→ TASK DIRECTIONS
Count how many lines in the records below contain the string "mast", treating uppercase and lowercase letters as different, and reply with only that number.

→ GIVEN DATA
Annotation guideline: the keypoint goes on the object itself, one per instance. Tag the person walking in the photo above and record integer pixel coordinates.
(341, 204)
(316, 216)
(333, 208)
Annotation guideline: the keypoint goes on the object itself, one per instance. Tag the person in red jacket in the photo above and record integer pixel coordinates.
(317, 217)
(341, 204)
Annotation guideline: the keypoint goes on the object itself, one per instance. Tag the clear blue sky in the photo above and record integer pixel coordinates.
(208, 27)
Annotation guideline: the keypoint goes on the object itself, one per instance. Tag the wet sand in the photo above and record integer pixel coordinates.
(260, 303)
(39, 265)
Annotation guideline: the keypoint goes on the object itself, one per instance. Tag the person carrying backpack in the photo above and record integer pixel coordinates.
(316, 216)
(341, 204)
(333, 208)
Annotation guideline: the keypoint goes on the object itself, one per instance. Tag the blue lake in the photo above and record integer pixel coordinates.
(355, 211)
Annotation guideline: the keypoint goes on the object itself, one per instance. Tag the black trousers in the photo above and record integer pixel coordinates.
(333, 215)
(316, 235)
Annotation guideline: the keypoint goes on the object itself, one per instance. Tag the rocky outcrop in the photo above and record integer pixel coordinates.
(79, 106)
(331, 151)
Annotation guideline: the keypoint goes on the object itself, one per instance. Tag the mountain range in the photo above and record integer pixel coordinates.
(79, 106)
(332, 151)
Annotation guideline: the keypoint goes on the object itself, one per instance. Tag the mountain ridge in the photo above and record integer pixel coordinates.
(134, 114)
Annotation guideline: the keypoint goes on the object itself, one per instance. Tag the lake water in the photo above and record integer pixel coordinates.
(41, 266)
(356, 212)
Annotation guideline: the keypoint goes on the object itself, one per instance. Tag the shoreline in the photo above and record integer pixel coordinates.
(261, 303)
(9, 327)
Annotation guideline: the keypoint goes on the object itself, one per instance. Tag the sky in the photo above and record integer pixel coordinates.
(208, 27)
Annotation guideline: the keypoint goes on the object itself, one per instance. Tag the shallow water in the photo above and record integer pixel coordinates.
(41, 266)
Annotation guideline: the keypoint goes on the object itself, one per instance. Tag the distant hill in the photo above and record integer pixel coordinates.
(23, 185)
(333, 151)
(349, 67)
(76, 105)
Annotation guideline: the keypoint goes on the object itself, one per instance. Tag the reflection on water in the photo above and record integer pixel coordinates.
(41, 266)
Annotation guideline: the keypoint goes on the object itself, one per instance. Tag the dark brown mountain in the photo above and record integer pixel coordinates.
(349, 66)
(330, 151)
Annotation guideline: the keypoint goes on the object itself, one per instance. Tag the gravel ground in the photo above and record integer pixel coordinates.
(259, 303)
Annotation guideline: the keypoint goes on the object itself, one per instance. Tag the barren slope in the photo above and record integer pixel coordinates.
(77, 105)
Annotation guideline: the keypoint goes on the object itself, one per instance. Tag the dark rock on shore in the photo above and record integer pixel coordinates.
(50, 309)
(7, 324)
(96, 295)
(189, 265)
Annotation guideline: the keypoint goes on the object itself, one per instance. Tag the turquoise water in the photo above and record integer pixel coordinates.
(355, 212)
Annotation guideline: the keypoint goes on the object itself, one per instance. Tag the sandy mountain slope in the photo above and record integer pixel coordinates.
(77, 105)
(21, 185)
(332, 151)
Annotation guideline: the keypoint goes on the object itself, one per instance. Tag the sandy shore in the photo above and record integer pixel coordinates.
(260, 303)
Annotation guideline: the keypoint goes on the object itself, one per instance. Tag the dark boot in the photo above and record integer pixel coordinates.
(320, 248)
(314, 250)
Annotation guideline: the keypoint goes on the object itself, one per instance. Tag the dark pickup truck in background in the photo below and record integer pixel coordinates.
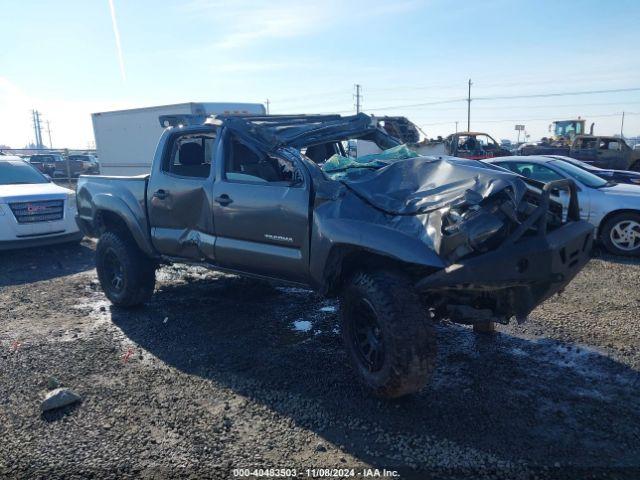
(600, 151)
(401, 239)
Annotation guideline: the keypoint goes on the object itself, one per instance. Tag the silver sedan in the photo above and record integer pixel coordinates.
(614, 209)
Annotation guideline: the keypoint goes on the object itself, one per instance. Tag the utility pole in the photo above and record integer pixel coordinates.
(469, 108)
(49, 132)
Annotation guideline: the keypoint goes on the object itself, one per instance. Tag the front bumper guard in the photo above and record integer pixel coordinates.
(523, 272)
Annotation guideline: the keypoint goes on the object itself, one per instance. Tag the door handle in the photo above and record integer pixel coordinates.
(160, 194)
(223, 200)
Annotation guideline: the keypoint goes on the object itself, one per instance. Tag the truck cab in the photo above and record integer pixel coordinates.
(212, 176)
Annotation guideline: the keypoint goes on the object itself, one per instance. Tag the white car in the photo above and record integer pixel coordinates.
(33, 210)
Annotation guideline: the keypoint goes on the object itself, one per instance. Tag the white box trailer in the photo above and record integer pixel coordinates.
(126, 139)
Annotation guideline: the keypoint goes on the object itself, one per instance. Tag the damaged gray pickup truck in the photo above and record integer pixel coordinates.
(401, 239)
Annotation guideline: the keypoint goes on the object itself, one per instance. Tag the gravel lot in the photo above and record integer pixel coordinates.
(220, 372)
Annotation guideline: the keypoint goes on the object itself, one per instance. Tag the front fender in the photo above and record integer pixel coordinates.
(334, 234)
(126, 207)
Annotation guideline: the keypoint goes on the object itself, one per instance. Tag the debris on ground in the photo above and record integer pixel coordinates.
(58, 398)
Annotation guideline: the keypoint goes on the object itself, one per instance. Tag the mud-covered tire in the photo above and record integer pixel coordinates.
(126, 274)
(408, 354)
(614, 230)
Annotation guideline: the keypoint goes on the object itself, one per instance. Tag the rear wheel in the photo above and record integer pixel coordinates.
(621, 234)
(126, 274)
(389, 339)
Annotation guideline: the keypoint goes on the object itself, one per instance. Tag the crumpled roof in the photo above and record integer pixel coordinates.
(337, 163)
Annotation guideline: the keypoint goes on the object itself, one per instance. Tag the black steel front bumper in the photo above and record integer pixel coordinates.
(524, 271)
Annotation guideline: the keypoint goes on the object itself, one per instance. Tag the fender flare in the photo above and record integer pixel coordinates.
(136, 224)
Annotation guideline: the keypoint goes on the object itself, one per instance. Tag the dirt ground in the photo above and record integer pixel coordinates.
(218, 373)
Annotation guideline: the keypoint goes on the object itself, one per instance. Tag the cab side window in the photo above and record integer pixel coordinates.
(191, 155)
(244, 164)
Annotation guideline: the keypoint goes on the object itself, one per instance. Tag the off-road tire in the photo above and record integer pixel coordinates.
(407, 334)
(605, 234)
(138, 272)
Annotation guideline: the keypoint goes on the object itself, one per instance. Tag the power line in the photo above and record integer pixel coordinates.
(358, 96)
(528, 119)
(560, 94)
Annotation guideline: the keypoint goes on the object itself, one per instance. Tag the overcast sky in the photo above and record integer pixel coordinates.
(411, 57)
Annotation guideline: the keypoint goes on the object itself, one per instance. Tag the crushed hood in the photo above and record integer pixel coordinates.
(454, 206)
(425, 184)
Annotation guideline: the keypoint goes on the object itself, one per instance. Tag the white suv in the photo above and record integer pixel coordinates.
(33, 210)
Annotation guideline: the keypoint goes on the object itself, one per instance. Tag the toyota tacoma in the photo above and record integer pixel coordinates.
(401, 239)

* * *

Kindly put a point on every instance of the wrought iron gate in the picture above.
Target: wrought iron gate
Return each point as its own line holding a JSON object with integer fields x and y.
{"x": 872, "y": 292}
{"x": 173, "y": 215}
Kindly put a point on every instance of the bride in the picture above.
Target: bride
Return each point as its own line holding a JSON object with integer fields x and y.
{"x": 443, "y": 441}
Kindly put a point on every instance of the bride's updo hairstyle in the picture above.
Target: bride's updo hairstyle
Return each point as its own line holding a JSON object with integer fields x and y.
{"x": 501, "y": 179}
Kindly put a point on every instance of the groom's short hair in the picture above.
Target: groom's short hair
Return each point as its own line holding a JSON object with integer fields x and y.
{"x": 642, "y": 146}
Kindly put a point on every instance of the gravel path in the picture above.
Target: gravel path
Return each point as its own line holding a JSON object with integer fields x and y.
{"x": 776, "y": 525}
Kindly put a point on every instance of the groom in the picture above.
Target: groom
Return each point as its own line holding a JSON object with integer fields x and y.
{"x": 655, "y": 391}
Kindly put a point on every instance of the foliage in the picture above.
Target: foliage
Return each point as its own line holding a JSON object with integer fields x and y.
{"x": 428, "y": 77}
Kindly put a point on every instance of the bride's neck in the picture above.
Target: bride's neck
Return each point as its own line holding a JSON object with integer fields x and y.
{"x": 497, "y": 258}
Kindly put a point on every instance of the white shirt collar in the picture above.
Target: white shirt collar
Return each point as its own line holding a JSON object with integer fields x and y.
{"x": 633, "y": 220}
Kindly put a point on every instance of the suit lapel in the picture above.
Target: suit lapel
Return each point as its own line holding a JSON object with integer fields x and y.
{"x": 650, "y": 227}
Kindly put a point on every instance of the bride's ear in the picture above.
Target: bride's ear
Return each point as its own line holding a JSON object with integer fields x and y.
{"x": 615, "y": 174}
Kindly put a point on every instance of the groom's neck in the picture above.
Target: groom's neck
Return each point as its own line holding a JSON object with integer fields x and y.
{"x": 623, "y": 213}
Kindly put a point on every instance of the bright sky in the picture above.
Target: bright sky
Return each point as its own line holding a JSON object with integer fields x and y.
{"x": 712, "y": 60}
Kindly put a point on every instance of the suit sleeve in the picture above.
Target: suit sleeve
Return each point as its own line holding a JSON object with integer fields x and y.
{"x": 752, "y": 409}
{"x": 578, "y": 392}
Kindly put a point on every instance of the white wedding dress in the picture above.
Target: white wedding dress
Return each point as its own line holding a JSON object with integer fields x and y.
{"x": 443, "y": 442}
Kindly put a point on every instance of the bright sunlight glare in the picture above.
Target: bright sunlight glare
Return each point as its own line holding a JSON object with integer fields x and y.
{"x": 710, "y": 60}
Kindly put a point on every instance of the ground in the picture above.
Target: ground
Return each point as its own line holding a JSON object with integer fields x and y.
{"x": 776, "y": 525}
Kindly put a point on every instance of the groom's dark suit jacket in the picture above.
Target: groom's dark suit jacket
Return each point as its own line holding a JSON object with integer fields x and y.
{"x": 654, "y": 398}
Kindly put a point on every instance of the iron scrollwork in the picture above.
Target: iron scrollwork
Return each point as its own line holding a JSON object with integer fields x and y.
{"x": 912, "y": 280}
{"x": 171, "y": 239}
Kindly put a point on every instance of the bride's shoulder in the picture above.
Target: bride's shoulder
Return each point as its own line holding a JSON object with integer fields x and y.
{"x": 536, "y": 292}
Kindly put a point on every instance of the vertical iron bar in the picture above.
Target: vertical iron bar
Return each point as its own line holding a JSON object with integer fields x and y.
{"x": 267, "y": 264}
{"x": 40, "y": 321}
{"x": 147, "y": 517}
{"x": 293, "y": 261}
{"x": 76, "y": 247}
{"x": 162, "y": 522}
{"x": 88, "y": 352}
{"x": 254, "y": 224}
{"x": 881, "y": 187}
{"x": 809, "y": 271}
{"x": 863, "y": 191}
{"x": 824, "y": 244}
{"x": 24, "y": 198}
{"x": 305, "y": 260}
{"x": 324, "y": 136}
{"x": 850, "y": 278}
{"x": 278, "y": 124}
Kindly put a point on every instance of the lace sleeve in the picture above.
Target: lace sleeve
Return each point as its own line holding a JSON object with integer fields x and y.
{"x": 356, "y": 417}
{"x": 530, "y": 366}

==

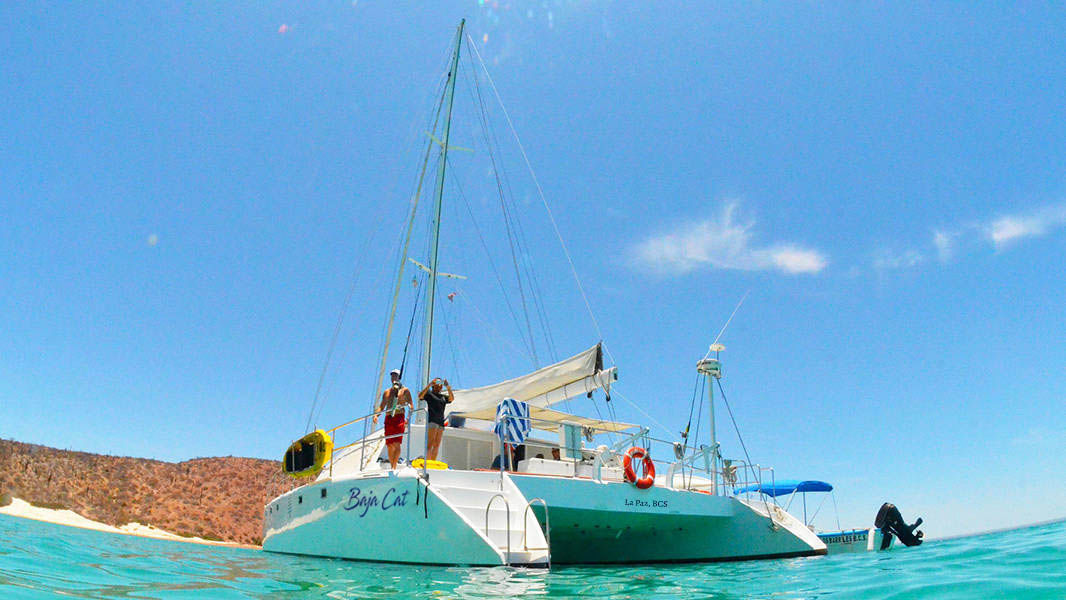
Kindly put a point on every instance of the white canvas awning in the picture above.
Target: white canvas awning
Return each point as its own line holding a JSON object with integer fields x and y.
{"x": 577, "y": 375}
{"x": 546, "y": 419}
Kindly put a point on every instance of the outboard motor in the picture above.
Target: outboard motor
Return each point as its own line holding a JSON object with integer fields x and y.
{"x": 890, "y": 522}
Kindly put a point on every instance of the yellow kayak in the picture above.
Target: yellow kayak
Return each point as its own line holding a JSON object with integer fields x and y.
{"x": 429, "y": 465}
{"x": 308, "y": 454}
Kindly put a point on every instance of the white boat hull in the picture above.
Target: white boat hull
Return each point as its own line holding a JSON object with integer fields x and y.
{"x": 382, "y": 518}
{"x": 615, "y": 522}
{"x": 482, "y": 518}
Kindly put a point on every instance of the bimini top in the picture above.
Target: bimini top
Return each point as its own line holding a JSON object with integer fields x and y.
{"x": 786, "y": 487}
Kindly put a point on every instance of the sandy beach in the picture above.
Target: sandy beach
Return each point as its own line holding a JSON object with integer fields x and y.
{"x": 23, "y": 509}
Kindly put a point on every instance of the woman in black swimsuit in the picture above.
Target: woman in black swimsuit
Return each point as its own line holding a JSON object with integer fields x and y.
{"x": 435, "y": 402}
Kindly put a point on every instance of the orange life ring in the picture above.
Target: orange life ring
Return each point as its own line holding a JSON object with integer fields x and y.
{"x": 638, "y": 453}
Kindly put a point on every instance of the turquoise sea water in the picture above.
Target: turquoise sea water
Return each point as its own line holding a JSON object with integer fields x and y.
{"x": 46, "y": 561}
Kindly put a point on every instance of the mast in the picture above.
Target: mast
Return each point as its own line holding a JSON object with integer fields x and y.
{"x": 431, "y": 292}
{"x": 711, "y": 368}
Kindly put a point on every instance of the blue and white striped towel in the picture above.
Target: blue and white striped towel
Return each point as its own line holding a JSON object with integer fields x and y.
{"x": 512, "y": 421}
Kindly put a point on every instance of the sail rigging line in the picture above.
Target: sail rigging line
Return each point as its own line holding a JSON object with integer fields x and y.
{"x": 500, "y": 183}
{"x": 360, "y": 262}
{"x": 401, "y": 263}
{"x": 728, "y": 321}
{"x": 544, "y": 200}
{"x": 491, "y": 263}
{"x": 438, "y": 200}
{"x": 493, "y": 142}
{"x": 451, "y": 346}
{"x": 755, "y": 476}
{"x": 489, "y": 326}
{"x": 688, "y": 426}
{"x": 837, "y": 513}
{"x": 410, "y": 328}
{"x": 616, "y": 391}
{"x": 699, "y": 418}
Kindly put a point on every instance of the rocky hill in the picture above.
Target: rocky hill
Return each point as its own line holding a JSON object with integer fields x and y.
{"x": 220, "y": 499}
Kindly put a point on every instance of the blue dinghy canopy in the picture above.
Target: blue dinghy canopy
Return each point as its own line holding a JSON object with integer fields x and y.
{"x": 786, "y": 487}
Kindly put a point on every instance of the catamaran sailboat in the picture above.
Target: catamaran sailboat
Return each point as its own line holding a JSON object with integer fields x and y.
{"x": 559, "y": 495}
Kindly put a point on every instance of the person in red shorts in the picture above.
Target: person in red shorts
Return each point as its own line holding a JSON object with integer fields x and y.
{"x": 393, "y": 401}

→ FINISHED TASK
2